• Requirement: Without including any pictures, reproduce all the lines below word for word.

• Point localization data:
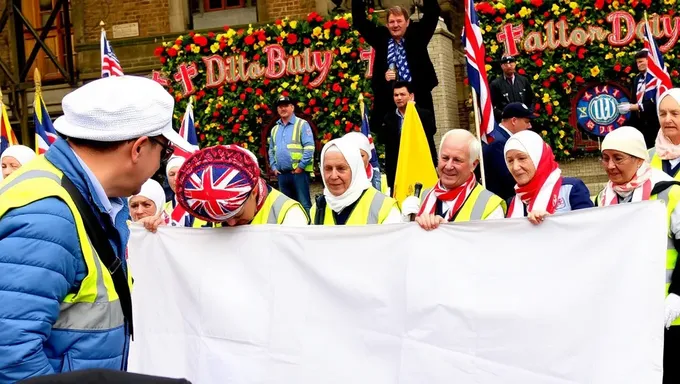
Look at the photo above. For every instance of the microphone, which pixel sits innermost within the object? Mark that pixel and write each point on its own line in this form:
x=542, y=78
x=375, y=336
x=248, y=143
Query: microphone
x=392, y=68
x=416, y=192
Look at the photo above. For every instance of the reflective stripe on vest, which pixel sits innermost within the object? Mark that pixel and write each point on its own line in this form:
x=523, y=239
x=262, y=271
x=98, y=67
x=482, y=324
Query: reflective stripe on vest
x=95, y=306
x=480, y=204
x=295, y=147
x=274, y=209
x=372, y=208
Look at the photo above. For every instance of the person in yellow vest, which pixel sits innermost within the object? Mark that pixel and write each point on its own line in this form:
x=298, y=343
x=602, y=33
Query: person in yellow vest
x=457, y=196
x=291, y=152
x=65, y=300
x=665, y=156
x=148, y=202
x=348, y=197
x=631, y=179
x=222, y=185
x=13, y=158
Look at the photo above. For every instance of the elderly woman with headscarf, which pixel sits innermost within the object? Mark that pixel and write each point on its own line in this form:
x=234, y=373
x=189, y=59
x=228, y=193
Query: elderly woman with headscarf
x=348, y=197
x=372, y=173
x=665, y=155
x=540, y=190
x=14, y=157
x=631, y=179
x=148, y=202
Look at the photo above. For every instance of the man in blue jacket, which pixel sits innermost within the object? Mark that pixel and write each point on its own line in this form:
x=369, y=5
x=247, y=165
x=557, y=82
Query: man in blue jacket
x=62, y=305
x=516, y=118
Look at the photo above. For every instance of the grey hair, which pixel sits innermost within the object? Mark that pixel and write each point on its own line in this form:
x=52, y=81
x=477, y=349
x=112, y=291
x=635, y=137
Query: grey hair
x=461, y=134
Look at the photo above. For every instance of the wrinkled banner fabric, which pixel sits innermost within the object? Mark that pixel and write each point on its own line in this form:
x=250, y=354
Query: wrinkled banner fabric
x=578, y=299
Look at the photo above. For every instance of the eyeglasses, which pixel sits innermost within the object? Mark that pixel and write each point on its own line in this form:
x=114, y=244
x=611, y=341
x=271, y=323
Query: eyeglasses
x=617, y=160
x=168, y=149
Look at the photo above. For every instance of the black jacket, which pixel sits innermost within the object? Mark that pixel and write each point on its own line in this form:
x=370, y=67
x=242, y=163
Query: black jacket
x=646, y=121
x=390, y=135
x=503, y=93
x=416, y=39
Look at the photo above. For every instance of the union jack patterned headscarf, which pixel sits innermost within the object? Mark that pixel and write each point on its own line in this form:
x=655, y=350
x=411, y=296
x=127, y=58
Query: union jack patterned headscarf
x=215, y=182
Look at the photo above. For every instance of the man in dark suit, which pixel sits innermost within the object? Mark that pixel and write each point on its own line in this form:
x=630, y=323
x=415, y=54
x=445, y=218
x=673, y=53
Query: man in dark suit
x=509, y=88
x=516, y=118
x=643, y=109
x=400, y=54
x=390, y=132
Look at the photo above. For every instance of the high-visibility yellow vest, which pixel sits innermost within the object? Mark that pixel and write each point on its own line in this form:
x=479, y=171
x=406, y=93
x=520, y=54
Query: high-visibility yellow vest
x=295, y=147
x=670, y=196
x=478, y=206
x=656, y=163
x=274, y=209
x=38, y=180
x=372, y=208
x=198, y=223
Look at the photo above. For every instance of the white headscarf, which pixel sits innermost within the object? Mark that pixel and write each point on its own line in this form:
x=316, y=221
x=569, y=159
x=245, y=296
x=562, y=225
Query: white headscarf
x=174, y=162
x=361, y=141
x=664, y=147
x=22, y=153
x=154, y=192
x=359, y=181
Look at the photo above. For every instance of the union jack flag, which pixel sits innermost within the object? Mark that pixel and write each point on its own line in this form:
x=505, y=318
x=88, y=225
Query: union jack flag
x=476, y=68
x=217, y=192
x=110, y=64
x=45, y=134
x=657, y=76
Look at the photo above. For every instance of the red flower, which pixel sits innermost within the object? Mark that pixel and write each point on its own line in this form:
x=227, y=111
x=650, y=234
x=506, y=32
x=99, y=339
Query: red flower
x=201, y=41
x=291, y=38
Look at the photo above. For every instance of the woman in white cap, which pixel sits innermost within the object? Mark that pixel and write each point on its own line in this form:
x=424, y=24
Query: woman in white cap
x=348, y=197
x=631, y=179
x=148, y=202
x=14, y=157
x=665, y=156
x=541, y=190
x=177, y=215
x=361, y=141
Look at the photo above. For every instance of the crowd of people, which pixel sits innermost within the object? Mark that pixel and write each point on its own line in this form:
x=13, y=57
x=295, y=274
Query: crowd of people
x=65, y=216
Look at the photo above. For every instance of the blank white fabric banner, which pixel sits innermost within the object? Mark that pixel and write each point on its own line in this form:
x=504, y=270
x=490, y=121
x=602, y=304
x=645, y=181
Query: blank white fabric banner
x=578, y=299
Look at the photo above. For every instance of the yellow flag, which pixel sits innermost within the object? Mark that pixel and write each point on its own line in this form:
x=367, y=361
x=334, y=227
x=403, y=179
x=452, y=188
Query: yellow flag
x=415, y=160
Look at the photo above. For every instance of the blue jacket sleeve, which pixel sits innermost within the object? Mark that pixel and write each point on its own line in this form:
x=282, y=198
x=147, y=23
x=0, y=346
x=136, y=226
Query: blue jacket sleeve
x=272, y=153
x=580, y=196
x=307, y=145
x=40, y=262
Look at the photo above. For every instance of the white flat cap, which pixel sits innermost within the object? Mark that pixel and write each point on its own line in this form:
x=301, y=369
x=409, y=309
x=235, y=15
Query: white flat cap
x=119, y=108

• Response area:
Look at the photo above. For every instance of the microphone, which pixel sits innermost within the object? Mark that pixel and write each point on its own line in this form:
x=542, y=78
x=375, y=336
x=248, y=143
Query: microphone
x=392, y=68
x=416, y=192
Look at the photo above. For every instance of the reflective stripe on vest, which pixel sits innermost within the object? Mark that pixel and write each point on its own line in this form:
x=523, y=239
x=262, y=271
x=98, y=67
x=482, y=324
Query: reflective stripe on vest
x=95, y=306
x=480, y=204
x=295, y=147
x=274, y=209
x=372, y=208
Look at the photo above. For every instance of the person in yellow vest, which pixel sits innermost within the object? Mark that pixel and write each point on its own line in this form:
x=298, y=343
x=602, y=33
Query: person in yellow vest
x=457, y=196
x=291, y=152
x=65, y=300
x=665, y=156
x=148, y=202
x=348, y=197
x=631, y=179
x=222, y=185
x=13, y=158
Look at the photo above. For every instance of the elderly woman with headscarf, which pixel sits innermost within the object? Mark that pixel and write each point on its own line in this form:
x=234, y=373
x=189, y=59
x=228, y=193
Query: elderly woman with headscarf
x=348, y=197
x=372, y=173
x=665, y=155
x=540, y=190
x=14, y=157
x=631, y=179
x=148, y=202
Look at the photo above. For every instance of the man in blue jacket, which pixel sits innermost within the object? Mark that pixel and write each point on its own line in this form:
x=369, y=5
x=247, y=165
x=557, y=82
Query: man in blue jacket
x=62, y=305
x=516, y=118
Look at the photo above. For every instance of the grey hair, which pixel sits innermost within the object? Mark that pixel and write each point on its own line in this form:
x=52, y=81
x=477, y=349
x=112, y=291
x=635, y=137
Query: grey hair
x=461, y=134
Look at the photo above. For every instance of the wrinkled banner fabric, which pixel sits innermost within the object? Mark that pixel and write each point on its own line in this form:
x=250, y=354
Query: wrinkled banner fabric
x=578, y=299
Look at the photo above. For every instance of the eyeglasses, which pixel sits innermost within the object? Mark that pixel and write each point on its own line in this form:
x=114, y=244
x=611, y=341
x=271, y=323
Query: eyeglasses
x=617, y=160
x=168, y=149
Look at the photo above. For every instance of the black jacket, which pixel sits innermost within the object? Mark that pixel and write each point on its own line in this form:
x=370, y=67
x=242, y=163
Query: black jacket
x=646, y=121
x=390, y=135
x=503, y=93
x=416, y=39
Look at the photo above. For every instance of the union jack patterned headscarf, which pixel sits innermost within the object? Mark that pixel and write each point on its own line in this form:
x=655, y=350
x=411, y=296
x=127, y=58
Query: union jack patterned headscarf
x=215, y=182
Look at the photo above. For every instance of the man in dark suit, which pixel sits innermost within the object? Mark that pixel and write each point on its own line in this form:
x=630, y=323
x=415, y=54
x=445, y=218
x=673, y=53
Query: man in dark suit
x=509, y=88
x=516, y=118
x=643, y=109
x=400, y=54
x=390, y=132
Look at the photo above. For every instance of the high-visibility yellow vest, which pixel sits innermost within the object? Mark that pixel and write each point on its own line in this form:
x=479, y=171
x=406, y=93
x=520, y=54
Query: high-visibility yellow vest
x=295, y=147
x=670, y=196
x=478, y=206
x=656, y=163
x=274, y=209
x=38, y=180
x=372, y=208
x=198, y=223
Look at the photo above. For every instance of the white headscarf, which pixel sits innermost within the object? Mark that pixel and write each point on its own line in this form:
x=316, y=221
x=569, y=159
x=245, y=296
x=562, y=225
Query: white headscarf
x=174, y=162
x=361, y=141
x=664, y=147
x=22, y=153
x=154, y=192
x=359, y=181
Look at the photo above. For every instance of the union jack flag, which pixel sits innermost within the object? Mark that pixel and write each point on its own line in this form:
x=505, y=318
x=88, y=225
Query: union jack flag
x=476, y=68
x=217, y=192
x=110, y=64
x=45, y=134
x=657, y=76
Look at the photo above. For every instance of the red flower, which pixel sits innermost within the object? Mark that pixel and write each point on its own line in this form:
x=227, y=111
x=650, y=234
x=506, y=32
x=99, y=339
Query: red flower
x=201, y=41
x=291, y=38
Look at the photo above. For every instance of the woman in white cap, which pixel sits innermost within the object? Mark that pixel and write each point on its own line in this form:
x=424, y=24
Query: woman in white cap
x=348, y=197
x=631, y=179
x=148, y=202
x=14, y=157
x=665, y=156
x=541, y=190
x=177, y=215
x=361, y=141
Look at the photo above. For every instance of the crowd of people, which pixel sits innermost within the object? Mark that pixel and write each point on its own line in this form:
x=13, y=57
x=295, y=274
Query: crowd of people
x=65, y=216
Look at the photo above. For every instance of the blank white fabric banner, which pixel sits innermost within the object? Mark that pixel and write each point on its own line in this form:
x=504, y=270
x=490, y=121
x=602, y=304
x=645, y=181
Query: blank white fabric banner
x=578, y=299
Look at the photo above. For every instance of the yellow flag, which pixel sits innermost within the object? Mark that pixel and write each point on its own line in this form:
x=367, y=361
x=334, y=227
x=403, y=179
x=452, y=188
Query: yellow flag
x=415, y=160
Look at the photo above. For every instance of the blue jacket sleeve, which pixel sits innermost within the object? Mark that pixel and write each point on its own line in this form:
x=282, y=198
x=147, y=23
x=0, y=346
x=136, y=226
Query: blue jacket sleeve
x=272, y=153
x=580, y=196
x=307, y=145
x=40, y=262
Look at the photo above. For every instance of the white flat cap, which pixel sits innermost within the object? Mark that pixel and write each point on its own line in this form:
x=301, y=369
x=409, y=309
x=235, y=15
Query: white flat cap
x=119, y=108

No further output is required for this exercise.